**QUOTED PASSAGE:**
● ● ● ● ●
James O' Malley
This famous artist exhibited in the Dublin Royal Irish Academy. He has had paintings hung in Tuam, Galway, Newport, Westport. Plus he also exhibited in New York.
James O’ Malley was born in Newport, Co. Mayo about 1816. He was the second son of Patrick, a farmer and shopkeeper.
He became a pupil of Martin Cregan (1788 – 1870) the foremost portrait painter of his time. O’ Malley had displayed artistic ability as a young child.
In 1853 he engraved a sketch of Archbishop Hughes. During the years 1867 – 1879 O’Malley lived at an address in Cross Street Galway. He made a living with painting portraits of religious subjects, including Bishop McEvilly and Bishop Carr of Melbourne. [ii]
A deeply spiritual portrait of “Fr. Tom Burke,” a famous preacher was hung in the Dominican Priory in Galway. Also within the Priory was a portrait of “Fr. Folan with a Claddagh Boy.”
In O’ Malley’s native town Newport there is a “Sacred Heart” portrait within the Catholic Church Sacristy with an “Assumption” plus “Good Shepherd” hung either side of the main door.
● ● ● ● ●
**CHALLENGE 1:**
In the James O'Malley biography, whose pupil did O'Malley become?
**CHALLENGE 2:**
Please carry the James O'Malley biography on from its final sentence, keeping its style.

**DATA ENTRIES:**
● ● ● ● ●
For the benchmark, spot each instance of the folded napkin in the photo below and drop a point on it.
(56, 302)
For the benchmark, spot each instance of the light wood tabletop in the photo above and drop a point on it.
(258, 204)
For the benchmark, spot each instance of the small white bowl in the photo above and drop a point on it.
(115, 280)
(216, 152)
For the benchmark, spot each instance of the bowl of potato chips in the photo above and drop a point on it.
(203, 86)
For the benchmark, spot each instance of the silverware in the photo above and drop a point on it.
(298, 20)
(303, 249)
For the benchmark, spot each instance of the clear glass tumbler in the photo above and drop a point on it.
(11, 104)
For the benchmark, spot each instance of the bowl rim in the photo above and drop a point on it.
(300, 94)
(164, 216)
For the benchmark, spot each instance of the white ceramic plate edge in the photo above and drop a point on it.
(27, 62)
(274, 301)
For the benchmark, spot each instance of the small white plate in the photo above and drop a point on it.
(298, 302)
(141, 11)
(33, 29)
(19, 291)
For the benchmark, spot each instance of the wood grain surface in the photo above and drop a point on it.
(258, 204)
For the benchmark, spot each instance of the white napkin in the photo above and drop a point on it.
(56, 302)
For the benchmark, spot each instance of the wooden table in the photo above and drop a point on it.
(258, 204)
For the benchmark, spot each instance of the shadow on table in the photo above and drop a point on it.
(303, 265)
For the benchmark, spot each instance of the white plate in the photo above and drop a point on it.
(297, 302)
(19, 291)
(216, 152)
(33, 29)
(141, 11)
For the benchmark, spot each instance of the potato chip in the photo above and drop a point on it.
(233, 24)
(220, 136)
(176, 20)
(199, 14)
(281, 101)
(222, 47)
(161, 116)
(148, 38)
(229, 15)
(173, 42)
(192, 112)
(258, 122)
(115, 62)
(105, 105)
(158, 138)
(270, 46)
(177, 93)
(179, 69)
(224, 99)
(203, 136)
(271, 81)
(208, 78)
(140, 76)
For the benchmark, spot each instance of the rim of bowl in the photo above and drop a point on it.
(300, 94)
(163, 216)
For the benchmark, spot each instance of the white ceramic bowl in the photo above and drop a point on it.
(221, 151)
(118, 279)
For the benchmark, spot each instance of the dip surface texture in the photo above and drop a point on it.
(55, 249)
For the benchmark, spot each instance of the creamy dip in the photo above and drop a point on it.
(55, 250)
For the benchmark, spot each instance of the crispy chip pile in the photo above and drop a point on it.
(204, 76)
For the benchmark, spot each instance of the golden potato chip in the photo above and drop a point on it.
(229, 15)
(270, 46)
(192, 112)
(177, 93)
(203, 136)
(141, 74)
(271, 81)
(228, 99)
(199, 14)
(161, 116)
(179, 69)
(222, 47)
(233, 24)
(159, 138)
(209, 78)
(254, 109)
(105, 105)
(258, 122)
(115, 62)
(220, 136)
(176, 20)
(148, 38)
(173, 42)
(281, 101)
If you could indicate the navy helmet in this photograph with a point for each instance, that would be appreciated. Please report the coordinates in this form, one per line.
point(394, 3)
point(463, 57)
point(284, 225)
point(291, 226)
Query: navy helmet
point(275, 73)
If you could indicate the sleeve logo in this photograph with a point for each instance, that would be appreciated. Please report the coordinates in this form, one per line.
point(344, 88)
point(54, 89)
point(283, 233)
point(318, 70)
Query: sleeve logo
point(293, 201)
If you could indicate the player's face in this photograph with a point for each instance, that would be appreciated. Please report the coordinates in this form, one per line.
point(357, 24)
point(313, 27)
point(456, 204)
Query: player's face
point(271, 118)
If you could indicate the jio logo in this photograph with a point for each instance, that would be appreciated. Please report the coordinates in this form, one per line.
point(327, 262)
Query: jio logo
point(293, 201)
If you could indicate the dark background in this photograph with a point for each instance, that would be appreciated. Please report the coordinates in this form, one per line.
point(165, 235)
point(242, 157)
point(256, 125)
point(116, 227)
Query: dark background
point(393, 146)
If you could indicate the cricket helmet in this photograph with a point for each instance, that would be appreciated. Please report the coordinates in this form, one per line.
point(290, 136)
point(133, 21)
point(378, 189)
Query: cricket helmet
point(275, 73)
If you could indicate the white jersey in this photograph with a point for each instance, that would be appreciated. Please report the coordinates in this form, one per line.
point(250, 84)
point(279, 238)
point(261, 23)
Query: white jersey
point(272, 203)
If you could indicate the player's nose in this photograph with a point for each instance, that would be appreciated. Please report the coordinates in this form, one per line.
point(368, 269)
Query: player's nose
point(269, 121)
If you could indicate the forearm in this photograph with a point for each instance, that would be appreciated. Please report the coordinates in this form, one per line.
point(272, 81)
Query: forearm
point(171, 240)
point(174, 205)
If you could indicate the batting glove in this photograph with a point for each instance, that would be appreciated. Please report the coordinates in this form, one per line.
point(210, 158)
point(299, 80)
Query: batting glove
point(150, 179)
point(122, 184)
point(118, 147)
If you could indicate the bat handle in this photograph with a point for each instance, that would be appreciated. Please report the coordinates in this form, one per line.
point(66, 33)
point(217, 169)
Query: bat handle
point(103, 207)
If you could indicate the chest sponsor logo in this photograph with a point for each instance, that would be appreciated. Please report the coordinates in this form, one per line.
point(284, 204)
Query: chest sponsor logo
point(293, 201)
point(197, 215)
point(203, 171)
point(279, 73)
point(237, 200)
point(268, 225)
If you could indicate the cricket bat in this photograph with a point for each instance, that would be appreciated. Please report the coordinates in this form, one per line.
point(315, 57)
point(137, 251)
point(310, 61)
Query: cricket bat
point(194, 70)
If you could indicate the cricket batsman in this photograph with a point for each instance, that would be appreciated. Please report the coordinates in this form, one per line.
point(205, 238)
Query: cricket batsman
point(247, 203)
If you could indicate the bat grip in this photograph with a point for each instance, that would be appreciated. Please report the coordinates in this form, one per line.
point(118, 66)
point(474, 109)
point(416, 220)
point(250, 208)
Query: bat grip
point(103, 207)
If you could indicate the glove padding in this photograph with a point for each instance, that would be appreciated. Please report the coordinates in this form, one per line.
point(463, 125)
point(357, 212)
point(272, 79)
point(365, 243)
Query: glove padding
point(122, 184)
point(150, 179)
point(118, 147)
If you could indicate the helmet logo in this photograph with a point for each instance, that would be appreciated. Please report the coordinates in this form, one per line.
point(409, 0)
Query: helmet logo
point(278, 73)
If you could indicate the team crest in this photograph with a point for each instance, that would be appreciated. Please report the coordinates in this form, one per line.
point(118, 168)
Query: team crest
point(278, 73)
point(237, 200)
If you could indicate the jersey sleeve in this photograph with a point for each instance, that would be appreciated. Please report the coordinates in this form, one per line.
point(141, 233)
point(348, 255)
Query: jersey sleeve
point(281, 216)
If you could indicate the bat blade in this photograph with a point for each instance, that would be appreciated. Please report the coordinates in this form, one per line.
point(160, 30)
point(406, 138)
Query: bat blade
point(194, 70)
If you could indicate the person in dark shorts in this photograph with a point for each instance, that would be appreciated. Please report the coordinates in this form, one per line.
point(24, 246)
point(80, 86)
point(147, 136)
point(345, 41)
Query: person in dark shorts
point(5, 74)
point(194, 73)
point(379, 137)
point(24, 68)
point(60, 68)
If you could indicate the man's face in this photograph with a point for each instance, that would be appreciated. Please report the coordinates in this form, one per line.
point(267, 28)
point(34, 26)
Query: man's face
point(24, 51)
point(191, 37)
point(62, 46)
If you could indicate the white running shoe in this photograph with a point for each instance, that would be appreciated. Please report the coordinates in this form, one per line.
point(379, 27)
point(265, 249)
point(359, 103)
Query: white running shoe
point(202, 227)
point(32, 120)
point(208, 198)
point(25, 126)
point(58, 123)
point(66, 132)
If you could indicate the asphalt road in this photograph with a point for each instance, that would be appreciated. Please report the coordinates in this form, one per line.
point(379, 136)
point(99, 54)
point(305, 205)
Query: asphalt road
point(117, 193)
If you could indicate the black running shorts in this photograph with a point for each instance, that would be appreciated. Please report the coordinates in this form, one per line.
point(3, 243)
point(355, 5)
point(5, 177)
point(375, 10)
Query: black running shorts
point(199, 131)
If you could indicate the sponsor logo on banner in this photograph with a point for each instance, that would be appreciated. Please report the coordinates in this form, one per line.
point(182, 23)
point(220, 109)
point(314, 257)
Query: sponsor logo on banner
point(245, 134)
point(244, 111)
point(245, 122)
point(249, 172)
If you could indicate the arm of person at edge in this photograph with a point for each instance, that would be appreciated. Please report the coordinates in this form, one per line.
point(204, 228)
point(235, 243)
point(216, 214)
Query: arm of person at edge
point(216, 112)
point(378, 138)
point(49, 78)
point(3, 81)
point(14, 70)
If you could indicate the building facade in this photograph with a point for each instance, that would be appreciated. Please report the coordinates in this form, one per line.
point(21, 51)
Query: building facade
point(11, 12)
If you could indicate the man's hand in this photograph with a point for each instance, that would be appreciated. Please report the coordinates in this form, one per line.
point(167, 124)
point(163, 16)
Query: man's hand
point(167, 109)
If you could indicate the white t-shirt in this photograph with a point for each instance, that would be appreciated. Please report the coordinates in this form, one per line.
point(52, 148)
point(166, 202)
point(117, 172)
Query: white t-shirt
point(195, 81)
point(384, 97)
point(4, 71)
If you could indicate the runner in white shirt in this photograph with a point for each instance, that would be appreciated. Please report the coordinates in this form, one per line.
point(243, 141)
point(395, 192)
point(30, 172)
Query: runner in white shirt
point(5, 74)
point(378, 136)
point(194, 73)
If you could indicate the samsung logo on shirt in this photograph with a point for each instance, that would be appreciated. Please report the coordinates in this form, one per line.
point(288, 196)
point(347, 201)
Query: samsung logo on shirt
● ● ● ● ●
**EXERCISE ANSWER 1:**
Martin Cregan, the foremost portrait painter of his time.

**EXERCISE ANSWER 2:**
Unfortunately the portrait of “Archbishop Mac Hale” painted in 1868 that hung in the presentation convent, Tuam is the only remaining painting of that era now available. Neither are his portraits, which were located in the Pro–Cathedral, Galway plus Westport parish church during Strickland’s time available.
O’Malley exhibited in the Royal Hibernian Academy. His most famous works were “Connemara Wedding” plus “The Tooth Drawer” in 1842 also during 1845 “The Claddagh Musician.” Later again from 1875 – 1882 he exhibited at the Royal Hibernian Academy, among them a portrait of “Charles Blake Forester”, the historian in 1881 also “The Galway Piper” during 1882.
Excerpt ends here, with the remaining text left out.